IANAL, but I do know that for most crimes, “mens rea” is required — in English, intent. You can’t be guilty of child porn because someone broke into your house and hid photos in your attic.

Devils Advocate November 5, 2008 1:30 PM

Who’s to say that the landlord and his friend didn’t conspire to load the tenants computer with kiddie porn

kangaro November 5, 2008 1:34 PM

Stephen: While I unfortunately must agree the search was unlawful, the logic that the court uses is deeply flawed.

But isn’t that the “logic” that the courts always use, because of the intellectually deeply flawed concept of “stare decisis” — that because a historical decision was made (in this case about floppies), it must stand even if it makes no sense at all — at least until they decide that they can no longer rationalize around it?

“The Law” bites — it’s intellectual foundations are centimeters deep.

webbnh November 5, 2008 1:35 PM

The use of hashing for searching seems like a huge boon to those trying to hide things.

If you are dealing in digital contraband, the first thing you do on receipt is to change some innocuous bit or byte of it and destroy the original. The last thing you do before passing it on to someone is to change it again.

The result is that the file will not be found on your disk (or traced back to you) by a simple hash value comparison.

This approach is limited only by the number of “innocuous” bits in the file (and the ability to change them uniquely). With something like an image or video, nearly every bit is innocuous (who is going to notice if a single pixel (of a single frame) is the “wrong” color?). And, if you run out of innocuous bits, you can presumably just add more to the end of the file.

Shane November 5, 2008 1:40 PM

@Calum, Stephen (re: warrants)

Whether or not it is legal reality, I find the concept that a man who has unlawfully obtained the property of another (morally sound reasoning or not) can simply cry ‘Child Pr0n’ and get a cop his search warrant incredibly disturbing.

Clearly, if the cops are using BS tech. loopholes to perform warrantless searches of someone’s computer, but need only obtain a single witness statement regarding questionable content on said computer to legitimately (and as people put it, easily) obtain a search warrant, it’s fairly obvious that finding someone to cry wolf would be a non-issue for a cop, esp. with a convicted criminal needing a deal.

I find that pretty disturbing I guess, but what can you do?

And, while I’m here, I’ll just say that I do sincerely empathize with the bleeding hearts over issues regarding child pornography and sexual predators, but the national media and the FUD administration is really knocking these as far out of the park as they did terrorism. These types of issues, to me, truly emphasize people’s collective historical ignorance, obviously not taking any lessons away from the McCarthy years, let alone some of the police-state atrocities committed abroad.

I’m glad the courts have maintained enough integrity to hold onto our checks and balances regarding (heh, at least ‘physical’ search) warrants even in the face of one of the new boogymen out there. I just hope it lasts… FUD campaigns of late have really seemed to do well at wearing down the masses enough to keep squeezing in the little bits of legislation that continue to dismantle our civil rights, without realizing that they are slowly but surely destroying the foundations and integrity of our country, with as much ignorant denial as the pre-millenium global warming debates. And much like global warming, I worry the administration isn’t gonna wake up in time to save us from itself.

▸ **Stated exercise 1**:
Which names in the comment thread appear with a date and time beside them?
▸ **Stated exercise 2**:
Go on with the comment thread about the computer search ruling, picking up after its last sentence.
The records are separate from the comment thread and unrelated to it.

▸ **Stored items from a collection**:
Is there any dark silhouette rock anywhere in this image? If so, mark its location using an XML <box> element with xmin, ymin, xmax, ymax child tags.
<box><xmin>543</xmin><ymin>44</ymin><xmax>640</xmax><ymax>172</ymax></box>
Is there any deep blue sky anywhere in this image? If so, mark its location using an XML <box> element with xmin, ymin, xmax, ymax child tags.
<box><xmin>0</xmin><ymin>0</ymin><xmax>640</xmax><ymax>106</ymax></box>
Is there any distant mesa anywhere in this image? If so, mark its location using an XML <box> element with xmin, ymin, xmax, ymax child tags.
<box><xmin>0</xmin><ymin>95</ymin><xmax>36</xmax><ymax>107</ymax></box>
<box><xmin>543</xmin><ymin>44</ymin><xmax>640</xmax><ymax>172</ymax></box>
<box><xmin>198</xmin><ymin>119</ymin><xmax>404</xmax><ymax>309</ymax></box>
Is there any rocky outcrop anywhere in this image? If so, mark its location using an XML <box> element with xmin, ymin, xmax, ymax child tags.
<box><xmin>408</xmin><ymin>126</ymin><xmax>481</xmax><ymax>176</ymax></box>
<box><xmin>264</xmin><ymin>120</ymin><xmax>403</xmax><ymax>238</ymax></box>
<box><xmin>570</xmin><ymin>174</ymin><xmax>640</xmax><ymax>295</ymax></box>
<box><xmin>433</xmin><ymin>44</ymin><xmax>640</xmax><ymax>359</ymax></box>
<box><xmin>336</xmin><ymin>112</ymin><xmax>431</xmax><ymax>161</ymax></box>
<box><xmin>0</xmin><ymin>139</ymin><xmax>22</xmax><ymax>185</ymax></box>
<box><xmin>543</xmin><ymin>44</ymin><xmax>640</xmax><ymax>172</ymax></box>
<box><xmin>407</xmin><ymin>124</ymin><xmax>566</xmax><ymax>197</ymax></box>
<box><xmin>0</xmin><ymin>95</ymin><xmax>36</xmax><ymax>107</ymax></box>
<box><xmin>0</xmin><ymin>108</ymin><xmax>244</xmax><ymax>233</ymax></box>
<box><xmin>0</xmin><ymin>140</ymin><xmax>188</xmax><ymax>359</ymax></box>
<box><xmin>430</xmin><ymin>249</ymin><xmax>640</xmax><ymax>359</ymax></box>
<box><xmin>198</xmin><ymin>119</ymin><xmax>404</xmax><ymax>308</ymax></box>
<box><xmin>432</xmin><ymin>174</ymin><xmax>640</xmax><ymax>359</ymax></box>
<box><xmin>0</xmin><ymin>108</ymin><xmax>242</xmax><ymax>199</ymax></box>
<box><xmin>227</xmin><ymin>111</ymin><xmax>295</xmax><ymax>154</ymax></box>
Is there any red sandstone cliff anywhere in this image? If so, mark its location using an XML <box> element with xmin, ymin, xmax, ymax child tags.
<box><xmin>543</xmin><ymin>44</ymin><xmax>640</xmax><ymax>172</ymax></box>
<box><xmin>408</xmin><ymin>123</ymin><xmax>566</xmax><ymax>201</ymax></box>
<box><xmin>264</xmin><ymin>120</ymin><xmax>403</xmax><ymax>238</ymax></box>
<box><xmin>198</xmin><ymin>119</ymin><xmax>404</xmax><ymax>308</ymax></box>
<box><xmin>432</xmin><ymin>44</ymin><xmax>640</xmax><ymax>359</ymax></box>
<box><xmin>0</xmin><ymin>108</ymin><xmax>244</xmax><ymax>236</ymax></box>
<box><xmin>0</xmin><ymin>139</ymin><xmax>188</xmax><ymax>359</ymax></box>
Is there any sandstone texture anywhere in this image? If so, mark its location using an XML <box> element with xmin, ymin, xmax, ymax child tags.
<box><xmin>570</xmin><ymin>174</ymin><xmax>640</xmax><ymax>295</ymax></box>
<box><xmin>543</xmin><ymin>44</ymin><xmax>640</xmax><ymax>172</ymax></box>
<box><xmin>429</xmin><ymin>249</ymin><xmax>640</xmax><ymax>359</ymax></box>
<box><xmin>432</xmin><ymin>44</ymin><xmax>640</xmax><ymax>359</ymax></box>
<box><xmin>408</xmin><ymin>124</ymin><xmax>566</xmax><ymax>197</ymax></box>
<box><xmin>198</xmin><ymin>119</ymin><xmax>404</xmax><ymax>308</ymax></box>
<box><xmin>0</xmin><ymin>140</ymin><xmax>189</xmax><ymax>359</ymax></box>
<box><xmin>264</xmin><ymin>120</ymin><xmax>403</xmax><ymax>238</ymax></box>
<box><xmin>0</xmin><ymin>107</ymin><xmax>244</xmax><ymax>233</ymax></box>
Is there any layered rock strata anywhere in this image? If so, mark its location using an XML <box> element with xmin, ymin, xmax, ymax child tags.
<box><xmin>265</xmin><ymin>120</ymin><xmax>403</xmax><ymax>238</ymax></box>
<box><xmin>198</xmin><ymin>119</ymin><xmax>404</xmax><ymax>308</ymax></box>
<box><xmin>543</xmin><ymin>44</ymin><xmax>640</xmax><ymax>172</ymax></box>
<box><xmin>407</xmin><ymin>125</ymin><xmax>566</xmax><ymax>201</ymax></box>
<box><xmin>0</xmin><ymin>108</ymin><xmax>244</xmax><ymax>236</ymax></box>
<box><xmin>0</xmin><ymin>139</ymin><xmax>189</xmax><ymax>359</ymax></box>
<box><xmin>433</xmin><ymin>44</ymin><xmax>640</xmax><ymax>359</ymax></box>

▸ **Written response 1**:
Devils Advocate, kangaro, webbnh, Shane

▸ **Written response 2**:
Although, with Obama…. I actually have hope. For the first time as an adult US citizen, I actually have some newfound faith in my government. FISA aside, anyhow…

Bernie November 5, 2008 1:51 PM

Two points of info:

(1) Bruce did not comment on this other than the first sentence at the beginning of the post. The indention maybe hard to follow (or incorrectly rendered). The most of Bruce’s post is a quote.

(2) A hash cannot prove that a file/disk was not change; it can prove that a file/disk was changed. That is, if the before and after hash values agree, the file/disk might or might not have been changed. If the before and after hash values disagree, then the file/disk was definitely changed.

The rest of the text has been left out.